**DATA FOR PROCESSING:**
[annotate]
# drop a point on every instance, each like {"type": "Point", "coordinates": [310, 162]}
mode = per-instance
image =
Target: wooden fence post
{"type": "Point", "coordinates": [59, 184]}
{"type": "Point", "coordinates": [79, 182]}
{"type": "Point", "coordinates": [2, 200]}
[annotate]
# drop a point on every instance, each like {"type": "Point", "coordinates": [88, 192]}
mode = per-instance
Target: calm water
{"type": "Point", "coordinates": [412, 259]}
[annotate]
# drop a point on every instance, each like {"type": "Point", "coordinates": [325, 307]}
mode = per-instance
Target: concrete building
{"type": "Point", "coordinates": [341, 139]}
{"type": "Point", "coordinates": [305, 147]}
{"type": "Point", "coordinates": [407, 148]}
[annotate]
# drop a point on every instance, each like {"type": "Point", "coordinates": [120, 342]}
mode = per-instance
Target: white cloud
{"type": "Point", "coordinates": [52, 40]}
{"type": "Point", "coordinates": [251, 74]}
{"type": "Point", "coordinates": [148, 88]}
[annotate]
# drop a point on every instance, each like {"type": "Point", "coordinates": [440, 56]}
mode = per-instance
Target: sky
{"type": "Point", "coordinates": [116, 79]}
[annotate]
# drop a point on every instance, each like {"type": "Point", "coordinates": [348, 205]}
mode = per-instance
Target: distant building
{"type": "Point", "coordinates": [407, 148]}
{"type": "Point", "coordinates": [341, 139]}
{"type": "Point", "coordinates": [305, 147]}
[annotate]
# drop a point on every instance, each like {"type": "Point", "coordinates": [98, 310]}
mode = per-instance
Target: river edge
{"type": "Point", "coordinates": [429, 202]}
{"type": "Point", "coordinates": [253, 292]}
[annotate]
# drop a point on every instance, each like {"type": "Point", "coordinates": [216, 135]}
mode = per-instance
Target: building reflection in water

**TO DO:** Your task is to reproduce the full listing exactly.

**SOLUTION TO THE EXERCISE:**
[annotate]
# drop a point on every instance, each like {"type": "Point", "coordinates": [310, 162]}
mode = per-instance
image =
Target: wooden fence post
{"type": "Point", "coordinates": [59, 184]}
{"type": "Point", "coordinates": [79, 182]}
{"type": "Point", "coordinates": [2, 200]}
[annotate]
# drop a point on every instance, each like {"type": "Point", "coordinates": [88, 192]}
mode = per-instance
Target: calm water
{"type": "Point", "coordinates": [412, 259]}
[annotate]
# drop a point on every instance, each like {"type": "Point", "coordinates": [325, 307]}
mode = per-instance
Target: concrete building
{"type": "Point", "coordinates": [341, 139]}
{"type": "Point", "coordinates": [305, 147]}
{"type": "Point", "coordinates": [407, 148]}
[annotate]
# drop a point on every instance, each like {"type": "Point", "coordinates": [120, 342]}
mode = per-instance
Target: white cloud
{"type": "Point", "coordinates": [52, 40]}
{"type": "Point", "coordinates": [251, 74]}
{"type": "Point", "coordinates": [148, 88]}
[annotate]
# drop a point on every instance, each like {"type": "Point", "coordinates": [440, 56]}
mode = per-instance
Target: sky
{"type": "Point", "coordinates": [116, 79]}
[annotate]
# drop a point on every instance, each like {"type": "Point", "coordinates": [348, 205]}
mode = per-instance
Target: distant building
{"type": "Point", "coordinates": [407, 148]}
{"type": "Point", "coordinates": [341, 139]}
{"type": "Point", "coordinates": [305, 147]}
[annotate]
# drop a point on every instance, each like {"type": "Point", "coordinates": [98, 310]}
mode = per-instance
Target: river edge
{"type": "Point", "coordinates": [429, 202]}
{"type": "Point", "coordinates": [253, 292]}
[annotate]
# drop a point on every instance, each like {"type": "Point", "coordinates": [216, 135]}
mode = per-instance
Target: building reflection in water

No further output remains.